WRITTEN EXERCISE » Edit everything from the line containing "range shown in this photo." down to the line containing "(1142, 853)" so that "tiled roof" reads "clay roof", with everything else unchanged. Return only those records.

PROVIDED DATA »
______
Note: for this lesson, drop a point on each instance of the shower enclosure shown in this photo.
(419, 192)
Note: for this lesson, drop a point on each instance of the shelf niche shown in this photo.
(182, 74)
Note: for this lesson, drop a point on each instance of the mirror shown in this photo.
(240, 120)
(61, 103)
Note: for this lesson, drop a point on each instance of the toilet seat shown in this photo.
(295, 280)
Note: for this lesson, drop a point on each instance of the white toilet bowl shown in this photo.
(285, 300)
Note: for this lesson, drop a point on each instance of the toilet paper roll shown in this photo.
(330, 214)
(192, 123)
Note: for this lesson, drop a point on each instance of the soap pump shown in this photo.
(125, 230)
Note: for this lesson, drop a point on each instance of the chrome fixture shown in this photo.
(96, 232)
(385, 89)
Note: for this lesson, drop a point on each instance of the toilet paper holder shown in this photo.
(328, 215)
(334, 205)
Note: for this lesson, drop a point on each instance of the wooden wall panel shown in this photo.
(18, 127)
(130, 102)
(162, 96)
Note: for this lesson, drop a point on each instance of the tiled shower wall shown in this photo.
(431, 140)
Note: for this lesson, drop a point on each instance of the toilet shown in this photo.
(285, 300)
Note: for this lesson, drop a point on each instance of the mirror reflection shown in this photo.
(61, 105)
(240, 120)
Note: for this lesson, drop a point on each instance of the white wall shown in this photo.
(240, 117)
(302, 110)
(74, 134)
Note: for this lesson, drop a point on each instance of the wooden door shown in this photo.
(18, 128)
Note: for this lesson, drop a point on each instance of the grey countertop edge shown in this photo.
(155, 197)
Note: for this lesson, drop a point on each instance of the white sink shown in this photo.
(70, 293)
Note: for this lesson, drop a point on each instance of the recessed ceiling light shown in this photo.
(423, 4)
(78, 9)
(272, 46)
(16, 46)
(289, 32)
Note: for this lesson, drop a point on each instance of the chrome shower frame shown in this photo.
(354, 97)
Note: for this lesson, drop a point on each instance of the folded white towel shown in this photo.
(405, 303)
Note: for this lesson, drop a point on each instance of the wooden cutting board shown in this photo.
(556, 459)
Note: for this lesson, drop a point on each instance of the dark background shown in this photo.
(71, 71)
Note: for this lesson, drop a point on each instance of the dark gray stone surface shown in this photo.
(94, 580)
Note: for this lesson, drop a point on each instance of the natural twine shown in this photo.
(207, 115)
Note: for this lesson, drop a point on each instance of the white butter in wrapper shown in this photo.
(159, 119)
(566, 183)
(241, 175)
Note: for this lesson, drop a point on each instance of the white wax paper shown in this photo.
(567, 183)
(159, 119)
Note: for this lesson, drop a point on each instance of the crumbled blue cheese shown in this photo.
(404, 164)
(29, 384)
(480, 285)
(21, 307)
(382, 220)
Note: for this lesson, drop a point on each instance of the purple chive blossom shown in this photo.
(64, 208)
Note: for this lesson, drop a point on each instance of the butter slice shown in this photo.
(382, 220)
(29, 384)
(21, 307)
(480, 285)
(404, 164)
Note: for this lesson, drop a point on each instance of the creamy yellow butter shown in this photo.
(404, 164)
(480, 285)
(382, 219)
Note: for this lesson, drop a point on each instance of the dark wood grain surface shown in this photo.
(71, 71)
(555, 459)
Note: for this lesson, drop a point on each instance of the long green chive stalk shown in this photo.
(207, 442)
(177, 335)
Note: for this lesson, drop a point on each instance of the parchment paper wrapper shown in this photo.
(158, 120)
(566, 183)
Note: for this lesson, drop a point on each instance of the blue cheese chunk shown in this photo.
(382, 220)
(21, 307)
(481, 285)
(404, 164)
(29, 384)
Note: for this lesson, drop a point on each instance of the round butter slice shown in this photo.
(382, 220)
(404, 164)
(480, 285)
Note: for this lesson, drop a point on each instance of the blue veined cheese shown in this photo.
______
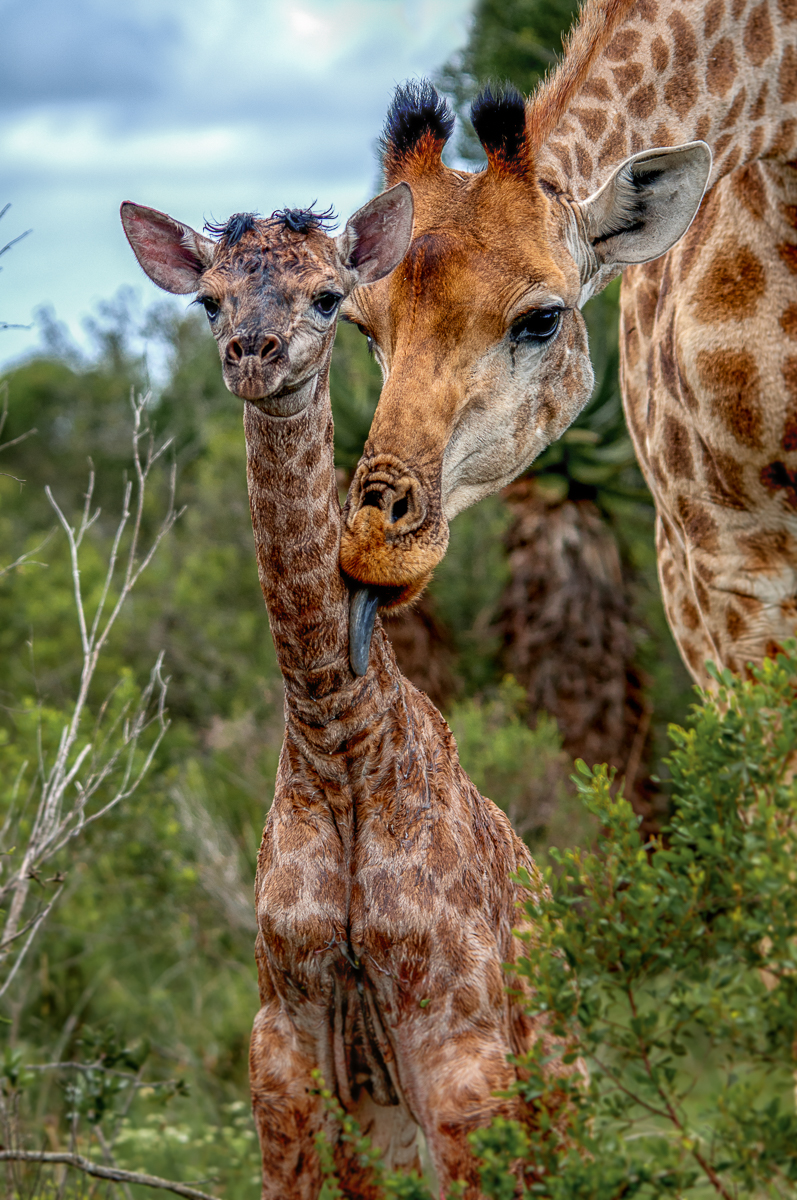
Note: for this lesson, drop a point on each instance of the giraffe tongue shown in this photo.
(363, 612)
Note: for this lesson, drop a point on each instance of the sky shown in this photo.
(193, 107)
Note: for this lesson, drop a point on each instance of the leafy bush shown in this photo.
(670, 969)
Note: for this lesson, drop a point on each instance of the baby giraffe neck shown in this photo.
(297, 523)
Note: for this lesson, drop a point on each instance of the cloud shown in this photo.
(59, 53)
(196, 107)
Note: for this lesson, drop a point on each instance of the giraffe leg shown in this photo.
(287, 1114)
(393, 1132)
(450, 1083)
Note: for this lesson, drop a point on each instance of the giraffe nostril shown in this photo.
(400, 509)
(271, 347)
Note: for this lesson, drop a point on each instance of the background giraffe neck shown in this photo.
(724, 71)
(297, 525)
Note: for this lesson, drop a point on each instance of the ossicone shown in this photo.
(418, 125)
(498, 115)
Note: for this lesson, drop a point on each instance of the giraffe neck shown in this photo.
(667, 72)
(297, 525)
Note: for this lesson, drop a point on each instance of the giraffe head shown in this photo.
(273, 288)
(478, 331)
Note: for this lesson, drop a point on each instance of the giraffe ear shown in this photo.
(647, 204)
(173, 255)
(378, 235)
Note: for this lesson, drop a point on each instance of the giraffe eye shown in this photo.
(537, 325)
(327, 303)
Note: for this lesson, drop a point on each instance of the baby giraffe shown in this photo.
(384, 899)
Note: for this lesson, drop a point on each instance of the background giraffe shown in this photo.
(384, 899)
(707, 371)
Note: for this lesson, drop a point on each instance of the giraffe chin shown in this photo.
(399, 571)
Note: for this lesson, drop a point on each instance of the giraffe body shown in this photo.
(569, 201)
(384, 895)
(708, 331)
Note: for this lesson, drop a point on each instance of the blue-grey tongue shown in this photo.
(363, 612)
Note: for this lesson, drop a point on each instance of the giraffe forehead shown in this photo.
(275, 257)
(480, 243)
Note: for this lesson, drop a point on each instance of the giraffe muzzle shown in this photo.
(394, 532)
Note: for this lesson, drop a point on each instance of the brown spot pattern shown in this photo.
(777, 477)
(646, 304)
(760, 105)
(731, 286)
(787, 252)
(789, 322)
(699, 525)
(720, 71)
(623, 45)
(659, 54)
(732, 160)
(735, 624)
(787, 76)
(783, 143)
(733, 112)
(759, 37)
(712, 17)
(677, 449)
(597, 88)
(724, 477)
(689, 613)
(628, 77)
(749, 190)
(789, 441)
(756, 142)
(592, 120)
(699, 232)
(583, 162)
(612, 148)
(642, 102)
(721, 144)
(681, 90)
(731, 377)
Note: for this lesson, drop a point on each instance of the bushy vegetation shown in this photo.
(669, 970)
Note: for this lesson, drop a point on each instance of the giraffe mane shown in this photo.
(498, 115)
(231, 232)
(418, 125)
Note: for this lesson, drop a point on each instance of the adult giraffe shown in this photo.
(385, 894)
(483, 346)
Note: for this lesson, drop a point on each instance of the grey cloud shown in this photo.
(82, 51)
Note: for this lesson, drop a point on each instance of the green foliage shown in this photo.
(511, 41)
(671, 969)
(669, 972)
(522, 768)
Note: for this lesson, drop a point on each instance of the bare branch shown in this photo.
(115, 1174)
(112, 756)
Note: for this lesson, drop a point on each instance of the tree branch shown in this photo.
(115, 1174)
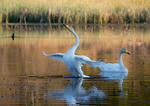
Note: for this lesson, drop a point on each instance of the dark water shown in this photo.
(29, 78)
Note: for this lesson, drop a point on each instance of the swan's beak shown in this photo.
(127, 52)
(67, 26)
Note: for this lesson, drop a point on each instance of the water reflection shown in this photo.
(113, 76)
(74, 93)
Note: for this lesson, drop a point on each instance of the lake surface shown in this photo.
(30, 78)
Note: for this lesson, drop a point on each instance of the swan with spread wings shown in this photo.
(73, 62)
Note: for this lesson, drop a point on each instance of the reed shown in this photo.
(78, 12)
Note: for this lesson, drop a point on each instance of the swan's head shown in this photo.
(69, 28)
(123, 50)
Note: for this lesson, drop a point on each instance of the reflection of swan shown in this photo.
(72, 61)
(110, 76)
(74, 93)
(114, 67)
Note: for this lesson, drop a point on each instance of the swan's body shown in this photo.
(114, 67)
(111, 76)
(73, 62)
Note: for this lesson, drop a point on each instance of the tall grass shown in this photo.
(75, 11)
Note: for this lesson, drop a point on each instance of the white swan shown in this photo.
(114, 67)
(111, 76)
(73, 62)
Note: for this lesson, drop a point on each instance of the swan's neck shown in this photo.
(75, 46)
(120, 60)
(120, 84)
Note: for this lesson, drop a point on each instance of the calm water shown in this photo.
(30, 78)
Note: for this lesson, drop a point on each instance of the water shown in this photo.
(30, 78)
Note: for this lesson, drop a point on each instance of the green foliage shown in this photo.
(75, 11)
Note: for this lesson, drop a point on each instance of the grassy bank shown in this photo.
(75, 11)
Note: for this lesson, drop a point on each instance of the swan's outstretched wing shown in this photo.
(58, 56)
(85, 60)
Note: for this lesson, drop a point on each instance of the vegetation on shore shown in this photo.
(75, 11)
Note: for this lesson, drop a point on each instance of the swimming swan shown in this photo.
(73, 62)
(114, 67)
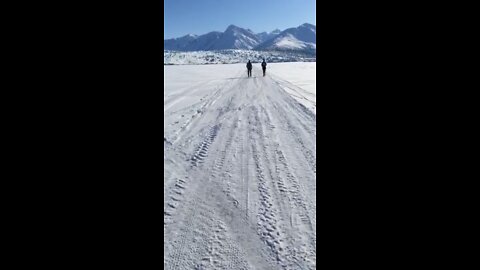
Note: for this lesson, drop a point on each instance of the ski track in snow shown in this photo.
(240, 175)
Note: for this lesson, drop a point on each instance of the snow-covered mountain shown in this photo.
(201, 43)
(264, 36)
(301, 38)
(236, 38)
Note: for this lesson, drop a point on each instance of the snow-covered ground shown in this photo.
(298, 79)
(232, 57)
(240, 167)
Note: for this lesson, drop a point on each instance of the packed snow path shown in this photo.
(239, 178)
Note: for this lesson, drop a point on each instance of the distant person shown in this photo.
______
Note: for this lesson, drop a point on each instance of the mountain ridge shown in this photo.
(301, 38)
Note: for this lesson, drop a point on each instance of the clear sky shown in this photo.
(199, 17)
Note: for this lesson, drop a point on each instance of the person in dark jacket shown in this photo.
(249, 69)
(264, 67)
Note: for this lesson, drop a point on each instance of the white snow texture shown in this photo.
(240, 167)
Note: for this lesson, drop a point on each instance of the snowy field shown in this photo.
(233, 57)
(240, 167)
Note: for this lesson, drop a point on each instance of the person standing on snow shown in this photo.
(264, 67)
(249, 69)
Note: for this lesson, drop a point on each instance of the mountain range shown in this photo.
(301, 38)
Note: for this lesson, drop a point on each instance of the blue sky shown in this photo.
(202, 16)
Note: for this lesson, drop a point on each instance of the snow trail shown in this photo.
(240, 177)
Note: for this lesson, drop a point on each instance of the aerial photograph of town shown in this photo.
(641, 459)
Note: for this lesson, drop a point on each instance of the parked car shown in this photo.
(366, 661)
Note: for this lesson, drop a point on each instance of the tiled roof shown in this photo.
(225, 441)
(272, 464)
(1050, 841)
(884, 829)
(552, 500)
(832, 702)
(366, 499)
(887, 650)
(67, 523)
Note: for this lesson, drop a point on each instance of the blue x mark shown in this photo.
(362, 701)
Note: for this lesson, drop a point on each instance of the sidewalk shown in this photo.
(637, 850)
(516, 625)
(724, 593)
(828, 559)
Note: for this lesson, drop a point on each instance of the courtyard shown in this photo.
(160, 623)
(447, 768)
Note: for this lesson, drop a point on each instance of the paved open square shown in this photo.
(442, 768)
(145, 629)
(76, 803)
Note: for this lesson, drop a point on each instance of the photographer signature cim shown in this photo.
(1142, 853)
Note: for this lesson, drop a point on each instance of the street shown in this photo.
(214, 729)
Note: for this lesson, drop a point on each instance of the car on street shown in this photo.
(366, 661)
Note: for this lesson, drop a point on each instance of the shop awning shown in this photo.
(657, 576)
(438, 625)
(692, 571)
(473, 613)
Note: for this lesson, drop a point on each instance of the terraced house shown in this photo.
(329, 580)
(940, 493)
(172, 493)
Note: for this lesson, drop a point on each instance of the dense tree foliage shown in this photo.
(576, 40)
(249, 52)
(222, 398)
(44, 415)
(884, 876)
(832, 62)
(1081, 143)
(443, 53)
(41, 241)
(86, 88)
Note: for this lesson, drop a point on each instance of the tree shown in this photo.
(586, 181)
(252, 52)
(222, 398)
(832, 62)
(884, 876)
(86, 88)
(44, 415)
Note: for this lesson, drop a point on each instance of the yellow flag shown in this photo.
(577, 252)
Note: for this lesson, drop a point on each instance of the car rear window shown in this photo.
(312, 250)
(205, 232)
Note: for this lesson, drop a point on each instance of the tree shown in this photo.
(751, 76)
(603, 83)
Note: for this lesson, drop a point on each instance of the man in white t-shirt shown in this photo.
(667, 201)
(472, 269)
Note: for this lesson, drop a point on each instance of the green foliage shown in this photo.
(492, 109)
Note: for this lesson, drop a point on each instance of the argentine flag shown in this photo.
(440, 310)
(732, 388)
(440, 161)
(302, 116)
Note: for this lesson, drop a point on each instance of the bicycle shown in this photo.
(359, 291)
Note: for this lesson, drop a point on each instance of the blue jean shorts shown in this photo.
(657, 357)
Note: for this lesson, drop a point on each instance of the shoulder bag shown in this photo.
______
RESPONSE »
Note: for this lesson, drop a point on each instance of the mountain range shown in this photo.
(301, 38)
Note: for this lesson, drop a point on each instance of the blue sky shown in this photo.
(202, 16)
Note: for this lesson, drop a point on each instance of the snow trail shown in this photo.
(240, 177)
Note: for this lesson, drop a point on each instance of the aerial photograph of town shown in this photo.
(641, 459)
Note: for this lesson, drop a point on each instance of the parked car shown in this photo.
(366, 661)
Note: for this lesson, drop a point on each instance of the clay roof shown in this photo.
(225, 441)
(272, 464)
(1050, 841)
(884, 829)
(552, 500)
(832, 702)
(366, 499)
(887, 650)
(67, 523)
Note: for this lesson, drop a point on each instance of the blue x mark shown in this photo.
(362, 701)
Note: for this lesson, drop a point on each instance of the sidewalk shown in this photo.
(637, 850)
(516, 625)
(724, 593)
(828, 559)
Note: for this lesson, drop a point on each instance of the courtyard shown in this photo.
(160, 623)
(447, 768)
Note: for this lesson, drop a point on each instance of the paved open square shown in this photo.
(442, 768)
(145, 629)
(76, 803)
Note: for this lesson, drop a point on each instance of the photographer signature cim shown in this photo.
(1142, 853)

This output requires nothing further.